STATED GOAL >> Output the stretch of the profiling update from "William Brown <william@xxxxxxxxxxxxxxxx>" through "16 thread result.", word for word.

TEXT EXCERPT >>

######

Update on profiling

William Brown <william@xxxxxxxxxxxxxxxx> · Thu, 5 Dec 2019 15:49:39 +1000

After Ludwig's suggestion to seperate the machines, and after some heartstopping lvm issues last week, I've now established a load testing environment where I have a two VM's, one for ldclt and one for ds.

I'm currently testing only altering the "thread" parameter, since the initial tests showed steep changes in performance based on threads. I have run two search tests, with one DS instance set to a single thread, and the other to 16. The VM in use is a dual core ontop of an i5 2.9GHz, with 4GB of ram and 40GB of ssd storage.

I'm going to attach two svgs to this email for the two tests. 1837 is the single thread results, 1942 is the 16 thread result.

There are still some quirks with perf resolving symbol names, but the stacks otherwise look correct. I'll be submitting my tooling in a PR when I have completed some more work.

######

SUPPLIED INFORMATION >>
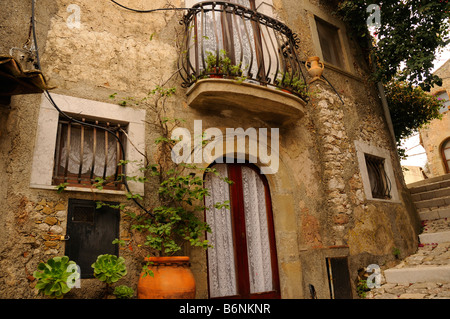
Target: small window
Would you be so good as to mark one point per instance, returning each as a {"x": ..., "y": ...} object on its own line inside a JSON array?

######

SOLUTION TO THE EXERCISE >>
William Brown <william@xxxxxxxxxxxxxxxx> · Thu, 5 Dec 2019 15:49:39 +1000

After Ludwig's suggestion to seperate the machines, and after some heartstopping lvm issues last week, I've now established a load testing environment where I have a two VM's, one for ldclt and one for ds.

I'm currently testing only altering the "thread" parameter, since the initial tests showed steep changes in performance based on threads. I have run two search tests, with one DS instance set to a single thread, and the other to 16. The VM in use is a dual core ontop of an i5 2.9GHz, with 4GB of ram and 40GB of ssd storage.

I'm going to attach two svgs to this email for the two tests. 1837 is the single thread results, 1942 is the 16 thread result.